-- START OF Information given --

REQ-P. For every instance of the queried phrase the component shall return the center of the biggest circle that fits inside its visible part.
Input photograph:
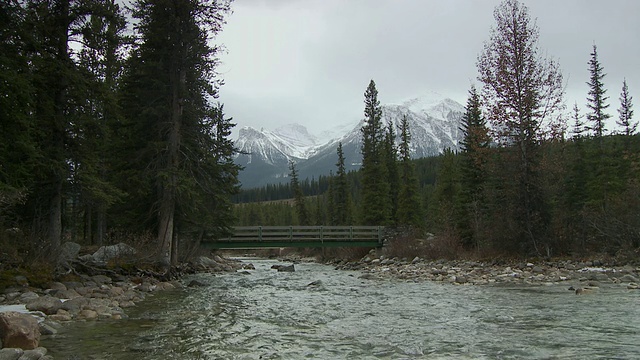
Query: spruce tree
(579, 128)
(390, 158)
(523, 94)
(474, 156)
(409, 206)
(626, 112)
(597, 99)
(342, 196)
(375, 203)
(170, 81)
(298, 196)
(18, 147)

-- END OF Information given --

What is required:
Give back, copied in full, each line of the records that contains the word "return".

Response to this exercise:
REQ-P. For every instance of the queried phrase the component shall return the center of the biggest circle that fits inside its visible part.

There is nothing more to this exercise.